Extract every one of the entries below verbatim, reproducing each line without alteration.

#####

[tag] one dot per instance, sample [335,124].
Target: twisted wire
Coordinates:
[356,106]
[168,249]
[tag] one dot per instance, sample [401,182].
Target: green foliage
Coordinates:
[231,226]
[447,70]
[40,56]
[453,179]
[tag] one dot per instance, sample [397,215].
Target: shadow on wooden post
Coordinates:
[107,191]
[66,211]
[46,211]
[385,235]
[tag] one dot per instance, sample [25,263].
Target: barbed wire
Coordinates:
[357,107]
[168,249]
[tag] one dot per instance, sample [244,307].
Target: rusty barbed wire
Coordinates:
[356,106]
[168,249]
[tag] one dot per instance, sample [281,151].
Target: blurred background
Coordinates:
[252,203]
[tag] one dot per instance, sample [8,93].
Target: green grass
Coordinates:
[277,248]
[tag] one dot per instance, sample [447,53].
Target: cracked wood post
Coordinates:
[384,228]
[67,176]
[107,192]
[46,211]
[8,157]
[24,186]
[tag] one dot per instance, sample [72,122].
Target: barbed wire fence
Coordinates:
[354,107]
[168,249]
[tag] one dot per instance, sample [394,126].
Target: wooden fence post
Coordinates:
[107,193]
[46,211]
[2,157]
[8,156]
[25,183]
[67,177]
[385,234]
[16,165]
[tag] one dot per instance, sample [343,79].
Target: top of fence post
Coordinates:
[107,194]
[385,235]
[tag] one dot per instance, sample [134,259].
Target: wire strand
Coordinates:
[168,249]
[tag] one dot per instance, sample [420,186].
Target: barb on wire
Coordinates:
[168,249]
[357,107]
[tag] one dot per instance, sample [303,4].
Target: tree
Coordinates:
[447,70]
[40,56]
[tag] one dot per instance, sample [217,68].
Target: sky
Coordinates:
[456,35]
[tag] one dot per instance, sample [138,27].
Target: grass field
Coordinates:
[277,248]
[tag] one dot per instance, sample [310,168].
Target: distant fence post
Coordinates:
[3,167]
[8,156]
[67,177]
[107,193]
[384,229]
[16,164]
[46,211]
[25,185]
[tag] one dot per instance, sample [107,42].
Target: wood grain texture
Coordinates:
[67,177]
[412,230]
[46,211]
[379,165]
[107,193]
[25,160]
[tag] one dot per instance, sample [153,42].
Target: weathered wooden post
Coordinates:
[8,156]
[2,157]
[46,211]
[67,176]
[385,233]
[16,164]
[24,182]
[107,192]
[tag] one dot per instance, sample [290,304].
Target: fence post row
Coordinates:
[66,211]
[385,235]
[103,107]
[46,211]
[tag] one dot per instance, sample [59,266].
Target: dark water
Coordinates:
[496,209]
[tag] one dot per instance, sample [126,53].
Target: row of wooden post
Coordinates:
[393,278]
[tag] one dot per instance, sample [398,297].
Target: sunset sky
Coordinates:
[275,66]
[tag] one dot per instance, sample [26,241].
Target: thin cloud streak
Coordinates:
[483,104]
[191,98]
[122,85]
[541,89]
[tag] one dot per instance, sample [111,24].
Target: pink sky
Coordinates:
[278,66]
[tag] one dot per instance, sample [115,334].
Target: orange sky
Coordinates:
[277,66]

#####

### Written answer
[tag] one dot per instance, sample [335,124].
Target: twisted wire
Coordinates:
[356,106]
[168,249]
[tag] one dot per instance, sample [401,182].
Target: green foliage
Coordinates:
[231,226]
[447,70]
[40,56]
[453,179]
[tag] one dot per instance, sample [397,215].
Target: shadow on wooden post
Coordinates:
[107,191]
[66,211]
[46,211]
[385,235]
[tag] one dot per instance, sample [25,263].
Target: barbed wire
Coordinates:
[357,107]
[168,249]
[tag] one dot per instance, sample [244,307].
Target: rusty barbed wire
Coordinates:
[356,106]
[168,249]
[tag] one dot per instance, sample [281,151].
Target: blurred background
Coordinates:
[252,203]
[tag] one dot per instance, sample [8,93].
Target: green grass
Coordinates:
[277,248]
[tag] one dot per instance, sample [447,53].
Target: cracked wood post
Coordinates:
[384,228]
[67,176]
[107,192]
[46,211]
[8,157]
[24,186]
[tag] one dot per instance, sample [72,122].
Target: barbed wire fence
Coordinates:
[354,107]
[168,249]
[tag] one dot per instance, sample [394,126].
Target: wooden fence post
Coordinates:
[107,193]
[46,211]
[2,157]
[8,156]
[25,183]
[67,177]
[385,234]
[16,165]
[tag] one dot per instance, sample [343,79].
Target: top of fence post
Coordinates:
[107,194]
[385,235]
[tag] one dot per instance, sample [134,259].
Target: wire strand
Coordinates:
[168,249]
[tag] one dot per instance, sample [420,186].
Target: barb on wire
Coordinates:
[168,249]
[357,107]
[tag] one dot per instance, sample [303,4].
Target: tree
Coordinates:
[447,70]
[40,56]
[tag] one dot per instance, sample [217,68].
Target: sky
Coordinates:
[456,35]
[tag] one dot per instance, sample [138,27].
Target: grass field
Coordinates:
[277,248]
[tag] one dot per instance, sample [310,168].
Target: distant fence post
Coordinates:
[3,167]
[8,156]
[67,177]
[107,193]
[384,229]
[16,164]
[46,211]
[25,185]
[tag] one dot per instance, sample [107,42].
Target: wood grain texture
Coordinates:
[67,177]
[412,230]
[46,211]
[379,165]
[107,193]
[25,160]
[tag] one dot per instance, sample [153,42].
Target: weathered wooden post
Coordinates:
[8,156]
[2,157]
[46,211]
[67,176]
[385,233]
[16,164]
[24,182]
[107,192]
[tag] one dot per instance, sample [290,304].
Target: fence post row
Coordinates:
[66,211]
[385,235]
[103,107]
[46,211]
[tag] one dot per instance, sample [59,266].
Target: dark water
Coordinates:
[496,209]
[tag] one dot per instance, sample [126,53].
Target: row of wooden post
Coordinates:
[393,278]
[tag] one dot per instance, sample [398,297].
Target: sunset sky
Coordinates:
[275,66]
[tag] one dot per instance, sample [26,241].
Target: thin cloud streak
Coordinates:
[483,104]
[191,98]
[122,85]
[541,89]
[tag] one dot per instance, sample [111,24].
Target: pink sky
Coordinates:
[278,66]
[tag] one dot per instance, sample [115,334].
Target: orange sky
Coordinates:
[277,66]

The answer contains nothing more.